**WRITTEN REQUEST:** Repeat every one of the rows below word for word, changing nothing.
## begin DATA FOR THIS TASK
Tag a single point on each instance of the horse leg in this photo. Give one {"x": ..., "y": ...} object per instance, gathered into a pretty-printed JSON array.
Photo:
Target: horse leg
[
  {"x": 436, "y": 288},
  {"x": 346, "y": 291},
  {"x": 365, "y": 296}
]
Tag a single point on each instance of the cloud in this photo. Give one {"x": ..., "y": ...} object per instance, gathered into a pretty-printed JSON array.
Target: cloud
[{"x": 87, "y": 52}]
## end DATA FOR THIS TASK
**REPLY TO THE TASK:**
Tag a single point on each instance of the horse leg in this photo. Give one {"x": ..., "y": ...} object per instance, gathered into a pretty-printed JSON array.
Photo:
Target: horse leg
[
  {"x": 436, "y": 288},
  {"x": 346, "y": 291},
  {"x": 365, "y": 296}
]
Tag a single point on each instance of the cloud in this photo. Give one {"x": ..., "y": ...} object per instance, gathered into a pretty-printed JSON array.
Target: cloud
[{"x": 87, "y": 52}]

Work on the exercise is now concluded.